Tels sont les effets bienfaisans et la magie de l’art : mettant à profit la faculté que nous avons de vivre de la vie des autres et de nous intéresser même à de pures apparences, il nous soustrait pour quelque temps à la tyrannie de notre moi et de nos passions égoïstes, qu’il remplace par des émotions qui sont des plaisirs et quelquefois des voluptés. Les affections de notre âme participant toujours de la nature des objets qui les inspirent, et les réalités de l’art n’étant que des images ou des simulacres de réalité, les passions que ces images excitent en nous ne peuvent être que des ombres de passions. Ces ombres ne sont point livides, pâles, ou ténébreuses comme celles qui errent sur les bords du Styx ou habitent les prairies mornes que décore à regret le triste asphodèle. Vivantes, colorées, lumineuses, faites à la ressemblance de nos passions réelles, dont elles ne diffèrent que par la légèreté divine qui est l’heureux privilège des ombres, elles ne nous pèsent jamais. Elles mettent notre esprit en fête ; leurs murmures et leurs soupirs sont des chants, leurs mouvemens onduleux sont des danses ; elles remplissent notre maison de leur bruit et de leur joie, après quoi le coq chante, ces fantômes s’évanouissent comme une fumée, et rendus à nous-mêmes, à nos affaires, à nos intérêts, à nos prétentions, à nos soucis, nous retombons sous l’empire des passions qui pèsent, des inquiétudes qui rongent, des tristesses qui oppriment, des pitiés qui serrent le cœur, des amours qui brûlent le sang et des plaisirs incomplets qu’il faut acheter par des peines.

RELEVÉ DES DONNÉES:
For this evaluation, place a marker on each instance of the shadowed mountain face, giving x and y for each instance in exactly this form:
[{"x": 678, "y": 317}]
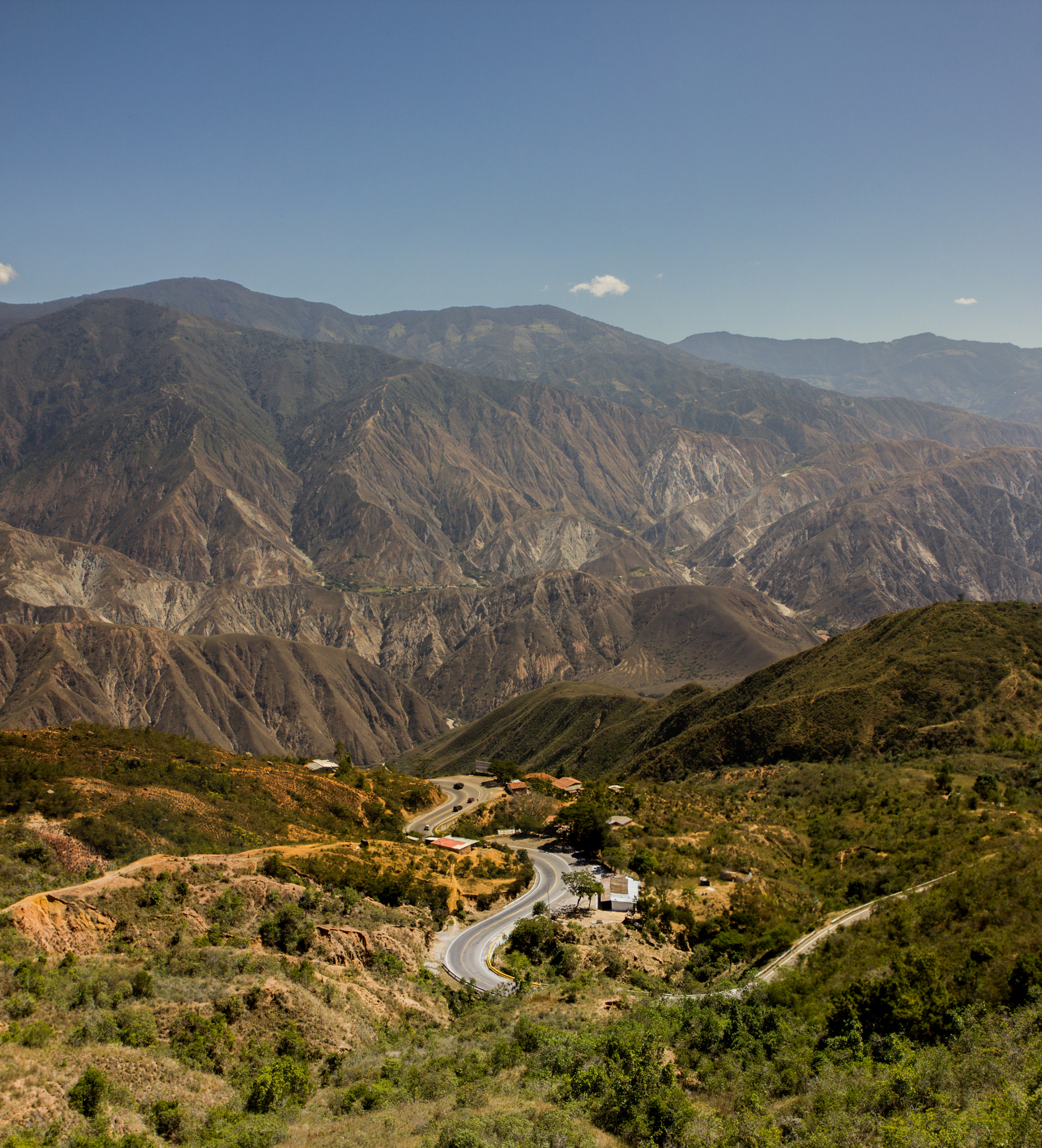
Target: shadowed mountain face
[
  {"x": 952, "y": 674},
  {"x": 466, "y": 649},
  {"x": 1000, "y": 380},
  {"x": 626, "y": 517},
  {"x": 258, "y": 695},
  {"x": 211, "y": 453}
]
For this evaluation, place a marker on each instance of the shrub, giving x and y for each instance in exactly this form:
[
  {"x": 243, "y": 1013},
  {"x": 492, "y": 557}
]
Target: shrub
[
  {"x": 293, "y": 1045},
  {"x": 228, "y": 910},
  {"x": 534, "y": 937},
  {"x": 200, "y": 1041},
  {"x": 288, "y": 930},
  {"x": 388, "y": 964},
  {"x": 274, "y": 867},
  {"x": 230, "y": 1006},
  {"x": 141, "y": 985},
  {"x": 309, "y": 900},
  {"x": 20, "y": 1005},
  {"x": 89, "y": 1094},
  {"x": 285, "y": 1082},
  {"x": 1025, "y": 975},
  {"x": 168, "y": 1118},
  {"x": 137, "y": 1027}
]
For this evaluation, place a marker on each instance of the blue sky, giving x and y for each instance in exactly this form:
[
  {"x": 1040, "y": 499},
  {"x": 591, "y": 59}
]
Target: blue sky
[{"x": 784, "y": 169}]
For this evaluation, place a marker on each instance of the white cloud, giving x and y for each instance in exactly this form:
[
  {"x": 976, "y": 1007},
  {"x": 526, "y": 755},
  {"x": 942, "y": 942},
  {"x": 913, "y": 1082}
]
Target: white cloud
[{"x": 603, "y": 285}]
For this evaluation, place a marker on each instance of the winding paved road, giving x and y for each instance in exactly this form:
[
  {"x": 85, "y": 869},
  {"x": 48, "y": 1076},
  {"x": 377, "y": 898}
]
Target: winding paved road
[
  {"x": 442, "y": 816},
  {"x": 467, "y": 954}
]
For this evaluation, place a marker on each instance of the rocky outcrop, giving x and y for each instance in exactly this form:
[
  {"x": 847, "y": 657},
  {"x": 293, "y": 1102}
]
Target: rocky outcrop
[{"x": 252, "y": 694}]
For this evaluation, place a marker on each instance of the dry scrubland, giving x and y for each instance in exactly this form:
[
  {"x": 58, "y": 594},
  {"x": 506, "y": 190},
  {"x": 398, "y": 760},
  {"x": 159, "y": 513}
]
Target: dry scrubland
[{"x": 280, "y": 994}]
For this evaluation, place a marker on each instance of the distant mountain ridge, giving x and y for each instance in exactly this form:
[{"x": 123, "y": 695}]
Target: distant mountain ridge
[
  {"x": 1000, "y": 380},
  {"x": 631, "y": 516},
  {"x": 511, "y": 342}
]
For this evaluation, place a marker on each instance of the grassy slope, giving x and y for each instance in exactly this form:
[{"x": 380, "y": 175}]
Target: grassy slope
[{"x": 131, "y": 793}]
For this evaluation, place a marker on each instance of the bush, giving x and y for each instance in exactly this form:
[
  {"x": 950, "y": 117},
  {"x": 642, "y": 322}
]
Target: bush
[
  {"x": 141, "y": 985},
  {"x": 534, "y": 937},
  {"x": 168, "y": 1118},
  {"x": 228, "y": 910},
  {"x": 200, "y": 1041},
  {"x": 388, "y": 964},
  {"x": 274, "y": 867},
  {"x": 1025, "y": 975},
  {"x": 278, "y": 1085},
  {"x": 89, "y": 1094},
  {"x": 137, "y": 1027},
  {"x": 288, "y": 930},
  {"x": 20, "y": 1005},
  {"x": 34, "y": 1036},
  {"x": 230, "y": 1006}
]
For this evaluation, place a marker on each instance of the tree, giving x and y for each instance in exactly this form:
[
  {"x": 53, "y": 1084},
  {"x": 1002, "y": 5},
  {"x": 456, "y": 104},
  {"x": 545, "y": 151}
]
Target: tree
[
  {"x": 285, "y": 1082},
  {"x": 504, "y": 771},
  {"x": 582, "y": 884},
  {"x": 90, "y": 1092},
  {"x": 586, "y": 825},
  {"x": 534, "y": 937}
]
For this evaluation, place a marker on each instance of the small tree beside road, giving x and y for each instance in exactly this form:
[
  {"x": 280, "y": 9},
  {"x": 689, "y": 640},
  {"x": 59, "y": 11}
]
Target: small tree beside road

CONSIGNE: Renvoyez l'extrait sur la magie de l'art en entier, à l'identique. Ne vous appuyez que sur l'extrait.

RÉSULTAT ATTENDU:
Tels sont les effets bienfaisans et la magie de l’art : mettant à profit la faculté que nous avons de vivre de la vie des autres et de nous intéresser même à de pures apparences, il nous soustrait pour quelque temps à la tyrannie de notre moi et de nos passions égoïstes, qu’il remplace par des émotions qui sont des plaisirs et quelquefois des voluptés. Les affections de notre âme participant toujours de la nature des objets qui les inspirent, et les réalités de l’art n’étant que des images ou des simulacres de réalité, les passions que ces images excitent en nous ne peuvent être que des ombres de passions. Ces ombres ne sont point livides, pâles, ou ténébreuses comme celles qui errent sur les bords du Styx ou habitent les prairies mornes que décore à regret le triste asphodèle. Vivantes, colorées, lumineuses, faites à la ressemblance de nos passions réelles, dont elles ne diffèrent que par la légèreté divine qui est l’heureux privilège des ombres, elles ne nous pèsent jamais. Elles mettent notre esprit en fête ; leurs murmures et leurs soupirs sont des chants, leurs mouvemens onduleux sont des danses ; elles remplissent notre maison de leur bruit et de leur joie, après quoi le coq chante, ces fantômes s’évanouissent comme une fumée, et rendus à nous-mêmes, à nos affaires, à nos intérêts, à nos prétentions, à nos soucis, nous retombons sous l’empire des passions qui pèsent, des inquiétudes qui rongent, des tristesses qui oppriment, des pitiés qui serrent le cœur, des amours qui brûlent le sang et des plaisirs incomplets qu’il faut acheter par des peines.